Sobre a tarefa
Por favor, reescreva as entradas abaixo substituindo "provide one point per instance" por "give one point for each instance" e mantendo todo o resto sem alteração.

Dados de origem
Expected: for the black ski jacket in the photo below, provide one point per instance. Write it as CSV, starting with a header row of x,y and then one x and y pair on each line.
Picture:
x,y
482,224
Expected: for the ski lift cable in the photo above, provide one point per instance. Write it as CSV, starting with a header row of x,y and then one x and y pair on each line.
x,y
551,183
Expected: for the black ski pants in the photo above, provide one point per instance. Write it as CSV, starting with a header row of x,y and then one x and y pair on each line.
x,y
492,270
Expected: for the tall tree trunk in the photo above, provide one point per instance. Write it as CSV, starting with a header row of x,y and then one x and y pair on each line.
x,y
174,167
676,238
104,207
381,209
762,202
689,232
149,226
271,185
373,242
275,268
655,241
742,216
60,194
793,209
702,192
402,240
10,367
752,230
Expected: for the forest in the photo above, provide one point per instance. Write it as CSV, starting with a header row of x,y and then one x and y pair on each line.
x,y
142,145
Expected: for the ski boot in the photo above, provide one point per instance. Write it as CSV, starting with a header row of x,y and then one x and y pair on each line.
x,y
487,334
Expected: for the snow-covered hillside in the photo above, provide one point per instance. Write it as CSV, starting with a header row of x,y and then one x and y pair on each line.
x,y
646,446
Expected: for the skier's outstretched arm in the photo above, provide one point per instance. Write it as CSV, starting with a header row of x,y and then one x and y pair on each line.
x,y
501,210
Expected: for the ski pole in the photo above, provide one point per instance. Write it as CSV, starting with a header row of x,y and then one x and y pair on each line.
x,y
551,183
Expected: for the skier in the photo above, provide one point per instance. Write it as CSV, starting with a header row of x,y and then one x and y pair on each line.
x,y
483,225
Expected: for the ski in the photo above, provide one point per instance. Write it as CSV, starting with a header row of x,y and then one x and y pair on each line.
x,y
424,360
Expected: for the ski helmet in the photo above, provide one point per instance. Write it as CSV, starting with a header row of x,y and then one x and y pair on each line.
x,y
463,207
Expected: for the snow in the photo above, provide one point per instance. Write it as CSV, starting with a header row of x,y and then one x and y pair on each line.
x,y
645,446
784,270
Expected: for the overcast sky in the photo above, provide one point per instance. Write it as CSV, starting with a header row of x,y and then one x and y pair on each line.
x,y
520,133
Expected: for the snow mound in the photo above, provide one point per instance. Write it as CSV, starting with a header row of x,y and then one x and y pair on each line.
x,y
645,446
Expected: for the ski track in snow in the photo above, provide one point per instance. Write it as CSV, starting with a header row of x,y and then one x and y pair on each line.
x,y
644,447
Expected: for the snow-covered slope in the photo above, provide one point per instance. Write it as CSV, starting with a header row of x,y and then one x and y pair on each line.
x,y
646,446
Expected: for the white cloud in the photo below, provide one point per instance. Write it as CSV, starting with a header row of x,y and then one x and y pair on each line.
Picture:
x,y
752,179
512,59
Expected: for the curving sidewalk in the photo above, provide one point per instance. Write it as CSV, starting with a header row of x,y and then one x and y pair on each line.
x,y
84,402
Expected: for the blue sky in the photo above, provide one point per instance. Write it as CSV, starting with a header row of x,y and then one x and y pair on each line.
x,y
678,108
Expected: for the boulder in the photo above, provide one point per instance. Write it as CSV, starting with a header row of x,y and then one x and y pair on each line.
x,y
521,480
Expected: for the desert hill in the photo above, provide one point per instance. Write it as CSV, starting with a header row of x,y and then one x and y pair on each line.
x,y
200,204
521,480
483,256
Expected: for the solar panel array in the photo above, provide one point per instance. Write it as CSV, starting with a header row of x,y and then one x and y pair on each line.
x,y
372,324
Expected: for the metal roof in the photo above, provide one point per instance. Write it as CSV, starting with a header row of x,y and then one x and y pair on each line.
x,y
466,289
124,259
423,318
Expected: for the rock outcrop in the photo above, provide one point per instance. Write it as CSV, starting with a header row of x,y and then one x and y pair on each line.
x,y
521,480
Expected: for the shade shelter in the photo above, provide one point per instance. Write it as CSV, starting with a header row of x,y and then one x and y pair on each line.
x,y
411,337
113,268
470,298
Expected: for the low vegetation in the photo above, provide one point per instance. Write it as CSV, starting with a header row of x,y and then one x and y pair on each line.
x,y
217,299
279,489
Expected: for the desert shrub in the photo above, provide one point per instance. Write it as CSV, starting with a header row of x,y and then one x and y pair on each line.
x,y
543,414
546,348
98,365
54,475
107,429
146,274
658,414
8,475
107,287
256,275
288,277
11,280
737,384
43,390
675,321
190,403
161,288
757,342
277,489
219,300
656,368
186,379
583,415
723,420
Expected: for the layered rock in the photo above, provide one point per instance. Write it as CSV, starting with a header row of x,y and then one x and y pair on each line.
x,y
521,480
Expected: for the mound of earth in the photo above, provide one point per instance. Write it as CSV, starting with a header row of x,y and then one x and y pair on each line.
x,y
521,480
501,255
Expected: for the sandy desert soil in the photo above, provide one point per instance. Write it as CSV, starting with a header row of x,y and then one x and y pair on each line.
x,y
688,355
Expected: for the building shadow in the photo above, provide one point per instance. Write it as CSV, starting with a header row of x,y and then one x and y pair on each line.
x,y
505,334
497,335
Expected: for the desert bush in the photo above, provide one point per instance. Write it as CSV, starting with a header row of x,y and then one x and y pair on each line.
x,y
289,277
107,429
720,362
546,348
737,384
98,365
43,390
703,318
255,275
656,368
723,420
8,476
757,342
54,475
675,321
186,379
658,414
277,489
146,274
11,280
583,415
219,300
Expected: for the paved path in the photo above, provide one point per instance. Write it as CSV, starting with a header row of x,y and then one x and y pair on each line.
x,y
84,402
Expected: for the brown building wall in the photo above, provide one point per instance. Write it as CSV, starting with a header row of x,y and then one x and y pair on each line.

Resolução da tarefa
Expected: for the black ski jacket in the photo below, give one point for each instance. Write it as CSV, starting with a header row of x,y and then one x and y pair on each line.
Picture:
x,y
482,224
Expected: for the ski lift cable in the photo above, give one point for each instance. Write it as CSV, starting with a header row of x,y and then one x and y pair on each line.
x,y
551,183
Expected: for the black ski pants in the photo above, give one point for each instance. Write it as CSV, starting with a header row of x,y and then one x and y pair on each line.
x,y
492,270
Expected: for the tall tree trunk in the photo above, give one point for each instance. Write it as CSV, starting with a header row of x,y and then one x and y pair on each line.
x,y
174,167
676,238
104,207
381,209
762,202
689,232
149,226
271,185
373,242
275,268
655,241
742,216
60,194
793,209
702,192
402,240
10,367
752,230
Expected: for the forest in the photo above, give one point for each instance. Write it as CSV, starting with a header row of x,y and then one x and y pair on each line.
x,y
142,145
Expected: for the ski boot in the photo above, give one point for each instance. Write it as CSV, starting with a header row of x,y and then one x and y pair on each line.
x,y
487,334
Expected: for the snow-covered hillside in the photo above, give one point for each instance. Write it as CSV, starting with a header row of x,y and then one x and y pair on each line.
x,y
646,446
Expected: for the skier's outstretched arm in the photo above, give one point for each instance. Write it as CSV, starting with a header row of x,y and then one x and y pair on each line.
x,y
501,210
Expected: for the ski pole in the photo above, give one point for each instance. Write it as CSV, starting with a header row of x,y and then one x and y pair on each line.
x,y
551,183
Expected: for the skier in the photo above, give one point for each instance. Write it as CSV, starting with a header row of x,y and then one x and y pair on each line.
x,y
483,225
Expected: for the ski in the photo above, give one point for each instance. Write it as CSV, starting with a header row of x,y and then one x and y pair on each line.
x,y
424,360
Expected: for the ski helmet in the photo above, give one point for each instance. Write it as CSV, starting with a header row of x,y and then one x and y pair on each line.
x,y
463,207
Expected: for the snow in the photo above, give one point for each instance. Write it as CSV, starting with a header row of x,y and then one x and y pair on each line.
x,y
645,446
784,270
Expected: for the overcast sky in the photo above, give one point for each instance. Write it as CSV, starting with a header row of x,y and then one x and y pair on each line.
x,y
520,133
Expected: for the snow mound in the photo above, give one point for each instance. Write it as CSV, starting with a header row of x,y and then one x and y pair on each line.
x,y
645,446
Expected: for the ski track in snow in the photo above, give one point for each instance. Write it as CSV, starting with a header row of x,y and then one x and y pair on each line.
x,y
644,447
Expected: for the snow-covered slope in the photo above, give one point for each instance. Write it as CSV, starting with a header row of x,y and then one x and y pair on each line.
x,y
646,446
Expected: for the white cloud in the photo below, give one point for each instance. Write it as CSV, starting with a header row of x,y and then one x and y pair on each line.
Picture:
x,y
752,179
512,59
Expected: for the curving sidewalk in the photo above, give one point for each instance. Write it as CSV, starting with a header row of x,y and then one x and y pair on each line.
x,y
84,402
Expected: for the blue sky in the photo above, give one point for each instance. Write it as CSV, starting with a header row of x,y and then one x and y pair on each line.
x,y
678,108
Expected: for the boulder in the photo above, give one point for each instance. Write it as CSV, starting with a header row of x,y and then one x and y pair on each line.
x,y
521,480
Expected: for the desert hill in the photo above, give one point for each instance. Write it as CSV, starting with a header row of x,y and then one x and y pair on each line.
x,y
200,204
521,480
483,256
Expected: for the solar panel array in the photo above, give one point for each instance. Write it as CSV, starting with a header row of x,y and then one x and y pair on each line.
x,y
372,324
Expected: for the metal roof in the photo above, give one point for each instance. Write it as CSV, starting with a header row of x,y and then one x and y pair on each line.
x,y
466,289
124,259
423,318
Expected: for the rock outcrop in the photo above, give one point for each instance. Write it as CSV, starting with a header row of x,y and then one x and y pair on each line.
x,y
521,480
Expected: for the shade shelter in the photo above, give one point for each instance. Write it as CSV, starting with a header row of x,y and then one x and y pair on each line.
x,y
411,337
113,268
470,298
Expected: for the low vegetation in the photo above, give one point for each instance. Write it as CSV, starting with a header row of x,y and then one x and y pair on each line.
x,y
217,299
279,489
Expected: for the desert shrub in the photo above, give one point for each instance. Write it as CSV, starting with a header row of x,y and then one x and y pair on each line.
x,y
543,414
546,348
98,365
54,475
107,429
146,274
658,414
8,475
107,287
256,275
288,277
11,280
737,384
43,390
675,321
190,403
161,288
757,342
277,489
219,300
656,368
186,379
583,415
723,420
Expected: for the layered rock in the photo above, give one point for each instance. Write it as CSV, starting with a header row of x,y and then one x and y pair on each line.
x,y
521,480
Expected: for the mound of earth in the photo above, give one point for each instance. Write it as CSV, starting with a header row of x,y and then one x and y pair on each line.
x,y
521,480
501,255
Expected: for the sandy desert soil in the photo above, give one point for each instance. Write it as CSV, starting with a header row of x,y and then one x and y pair on each line.
x,y
688,355
Expected: for the building shadow in the photo above, give one point for each instance. Write it as CSV, starting with a header row of x,y and then one x and y pair on each line.
x,y
505,334
497,335
Expected: for the desert bush in the photo above, give one point for each instance. Write it as CSV, starting with a header row of x,y and then one x and y pair on each line.
x,y
289,277
107,429
720,362
546,348
737,384
98,365
43,390
703,318
255,275
656,368
723,420
8,476
757,342
54,475
675,321
186,379
658,414
277,489
146,274
11,280
583,415
219,300
Expected: for the paved path in the photo above, give one point for each instance. Write it as CSV, starting with a header row of x,y and then one x and y pair on each line.
x,y
84,402
Expected: for the brown building wall in the photo above, give one point for each instance. Write it as CSV, starting with a header row of x,y and then one x and y pair on each line.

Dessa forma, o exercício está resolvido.